→ **Goal**: Could you retype every one of the lines below word for word?

Records from a collection:
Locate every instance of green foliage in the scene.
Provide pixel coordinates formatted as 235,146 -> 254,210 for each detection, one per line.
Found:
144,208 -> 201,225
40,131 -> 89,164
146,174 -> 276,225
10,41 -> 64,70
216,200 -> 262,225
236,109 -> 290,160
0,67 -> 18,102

→ **Output**:
Locate every instance of green foliage in the scene.
Provide pixel coordinates formatted as 235,146 -> 254,210 for each detection, one per line.
Found:
144,208 -> 201,225
40,131 -> 89,164
146,174 -> 276,225
10,41 -> 64,70
216,200 -> 262,225
236,109 -> 290,160
0,67 -> 18,102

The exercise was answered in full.